━━━━━ Data provided ━━━━━

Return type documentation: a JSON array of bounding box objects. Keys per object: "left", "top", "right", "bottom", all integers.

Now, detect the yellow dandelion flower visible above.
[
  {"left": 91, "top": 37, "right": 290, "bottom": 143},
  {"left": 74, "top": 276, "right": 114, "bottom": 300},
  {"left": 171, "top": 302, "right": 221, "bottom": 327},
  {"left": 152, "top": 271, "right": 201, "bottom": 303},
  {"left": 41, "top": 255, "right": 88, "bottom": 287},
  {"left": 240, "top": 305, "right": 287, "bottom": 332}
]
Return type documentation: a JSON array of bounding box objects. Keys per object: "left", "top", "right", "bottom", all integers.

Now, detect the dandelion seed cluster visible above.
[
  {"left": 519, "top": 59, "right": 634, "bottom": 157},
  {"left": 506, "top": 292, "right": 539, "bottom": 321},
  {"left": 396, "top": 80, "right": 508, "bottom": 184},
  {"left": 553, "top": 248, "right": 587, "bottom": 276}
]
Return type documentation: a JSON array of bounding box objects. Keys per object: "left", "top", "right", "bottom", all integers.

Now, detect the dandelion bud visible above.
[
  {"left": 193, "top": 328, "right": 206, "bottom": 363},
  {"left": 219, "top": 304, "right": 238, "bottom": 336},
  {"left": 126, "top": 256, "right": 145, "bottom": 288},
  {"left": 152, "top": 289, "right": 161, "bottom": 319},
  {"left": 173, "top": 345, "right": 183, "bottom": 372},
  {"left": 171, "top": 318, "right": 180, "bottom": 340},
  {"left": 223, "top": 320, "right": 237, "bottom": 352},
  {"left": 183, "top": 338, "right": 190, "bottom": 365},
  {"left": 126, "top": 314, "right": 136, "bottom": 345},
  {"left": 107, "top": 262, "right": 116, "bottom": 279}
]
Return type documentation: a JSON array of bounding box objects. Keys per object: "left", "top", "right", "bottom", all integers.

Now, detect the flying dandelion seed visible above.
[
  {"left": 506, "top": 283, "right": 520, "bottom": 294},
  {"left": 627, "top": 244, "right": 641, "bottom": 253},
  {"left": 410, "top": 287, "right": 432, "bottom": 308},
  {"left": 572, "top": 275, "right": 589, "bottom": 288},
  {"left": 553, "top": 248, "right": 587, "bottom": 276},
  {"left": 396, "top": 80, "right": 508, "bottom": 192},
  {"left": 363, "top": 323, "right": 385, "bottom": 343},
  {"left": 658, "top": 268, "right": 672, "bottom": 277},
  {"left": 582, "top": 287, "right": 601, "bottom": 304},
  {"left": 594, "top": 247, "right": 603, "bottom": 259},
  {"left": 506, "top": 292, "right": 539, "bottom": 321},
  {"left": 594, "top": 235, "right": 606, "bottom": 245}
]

━━━━━

Written problem: Pick out each line above that contains the word "detect", and copy every such line in full.

Problem solution:
Now, detect the yellow dandelion flower visible above.
Now, detect the dandelion seed cluster visible above.
Now, detect the dandelion bud visible above.
Now, detect the flying dandelion seed visible above.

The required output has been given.